-------- Records to process
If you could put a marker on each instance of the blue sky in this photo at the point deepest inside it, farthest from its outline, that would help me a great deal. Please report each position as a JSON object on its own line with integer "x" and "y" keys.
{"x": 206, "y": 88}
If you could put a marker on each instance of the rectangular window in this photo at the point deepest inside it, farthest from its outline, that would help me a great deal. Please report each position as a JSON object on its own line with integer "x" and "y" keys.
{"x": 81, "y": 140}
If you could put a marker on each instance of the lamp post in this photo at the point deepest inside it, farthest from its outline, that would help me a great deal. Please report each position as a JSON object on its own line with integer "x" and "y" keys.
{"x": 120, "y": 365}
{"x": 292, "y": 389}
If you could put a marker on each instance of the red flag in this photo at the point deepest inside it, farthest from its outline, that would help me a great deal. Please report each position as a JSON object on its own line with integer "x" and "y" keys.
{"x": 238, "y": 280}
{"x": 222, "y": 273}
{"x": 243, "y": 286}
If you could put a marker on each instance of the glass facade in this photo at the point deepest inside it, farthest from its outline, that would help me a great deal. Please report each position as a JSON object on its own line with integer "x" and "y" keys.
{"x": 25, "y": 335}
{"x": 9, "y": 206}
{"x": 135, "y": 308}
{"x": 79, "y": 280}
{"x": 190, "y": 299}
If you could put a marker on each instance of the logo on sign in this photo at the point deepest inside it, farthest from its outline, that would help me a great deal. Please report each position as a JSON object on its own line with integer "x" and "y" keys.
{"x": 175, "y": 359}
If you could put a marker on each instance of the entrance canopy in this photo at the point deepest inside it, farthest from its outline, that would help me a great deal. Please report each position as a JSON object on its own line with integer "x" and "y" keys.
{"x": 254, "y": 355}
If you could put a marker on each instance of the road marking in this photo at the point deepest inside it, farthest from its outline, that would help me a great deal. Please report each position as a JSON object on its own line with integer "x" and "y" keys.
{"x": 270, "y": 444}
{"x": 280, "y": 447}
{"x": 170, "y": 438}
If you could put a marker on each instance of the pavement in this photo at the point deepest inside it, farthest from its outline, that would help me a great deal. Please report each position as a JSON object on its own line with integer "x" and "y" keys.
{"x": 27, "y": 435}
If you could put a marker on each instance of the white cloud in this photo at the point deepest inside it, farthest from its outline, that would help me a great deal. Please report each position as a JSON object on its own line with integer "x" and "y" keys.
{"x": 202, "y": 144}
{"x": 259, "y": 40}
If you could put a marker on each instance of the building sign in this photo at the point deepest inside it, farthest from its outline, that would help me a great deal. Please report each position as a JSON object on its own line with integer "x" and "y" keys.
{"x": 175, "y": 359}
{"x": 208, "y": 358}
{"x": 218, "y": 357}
----------------
[Exercise aim]:
Make an exact copy of every entry.

[Written answer]:
If you could put a marker on each instance of the blue sky in this photo at the point deepest inside it, farthest from its outline, that would help me a great deal. Please report each position as a JSON object on its own line with integer "x" and "y" keys.
{"x": 206, "y": 88}
If you could put a marker on each instance of the rectangular window in this photo at the point deepest inside it, farthest from its outline, that would help me a great deal. Please report each position as a JSON object on its own line with integer "x" and "y" keys.
{"x": 81, "y": 140}
If you could put a marker on each instance of the lamp post in this photo at the point deepest inside it, farthest from its outline, that would help me a great deal. Please report each position as a JSON object on its own line with integer "x" and "y" keys.
{"x": 120, "y": 365}
{"x": 292, "y": 389}
If you could put a marker on each instance of the red flag in this photo at the point deepest inside it, farthest from its outline, that would help me a great deal. Please report each position as a JSON object on its own line with integer "x" and "y" keys.
{"x": 238, "y": 280}
{"x": 222, "y": 273}
{"x": 243, "y": 286}
If you could put a marker on each instance of the glass facade in this photo at the point deepest inside it, farthest from its outline, that would help me a great deal. Please report each position as a JSON object on its own line with integer "x" and "y" keys.
{"x": 25, "y": 335}
{"x": 9, "y": 206}
{"x": 135, "y": 308}
{"x": 79, "y": 280}
{"x": 190, "y": 299}
If you could put a marker on each instance of the logo on sign in this photo at the point deepest inside it, farthest from its outline, that would help me a great deal. Please report each position as a JSON object on its own line with integer "x" and "y" keys.
{"x": 175, "y": 359}
If you could put a marker on each instance of the entrance canopy in this photo at the point deepest inside it, farthest from its outline, that would help me a great deal. Please report each position as a JSON object on its own line with integer "x" and "y" keys.
{"x": 254, "y": 355}
If you could put a marker on each instance of the road marking in this photo at the point deepest inside it, farthest from its outline, that would help me a great deal. Please report each position as a JSON object on its own line with integer "x" and "y" keys.
{"x": 270, "y": 444}
{"x": 280, "y": 447}
{"x": 170, "y": 438}
If you could put a marker on each instance of the pavement in this photo at the point deepest inside it, farthest from its outline, that would help me a great deal. Please report each position as a JSON object on its own line with integer "x" and "y" keys.
{"x": 27, "y": 435}
If you could put a marker on each instance of the white cloud in this photo at the point deepest inside it, farthest from its outline, that would help me a great deal. Please report each position as a JSON object on its own line with integer "x" and "y" keys.
{"x": 202, "y": 144}
{"x": 259, "y": 40}
If you could put a marker on each instance of the building sign in this photo at the point deepest inside it, farthest from its outline, that would help me a great deal. Please report each position as a JSON object on its own line with integer "x" and "y" keys.
{"x": 175, "y": 359}
{"x": 208, "y": 358}
{"x": 218, "y": 357}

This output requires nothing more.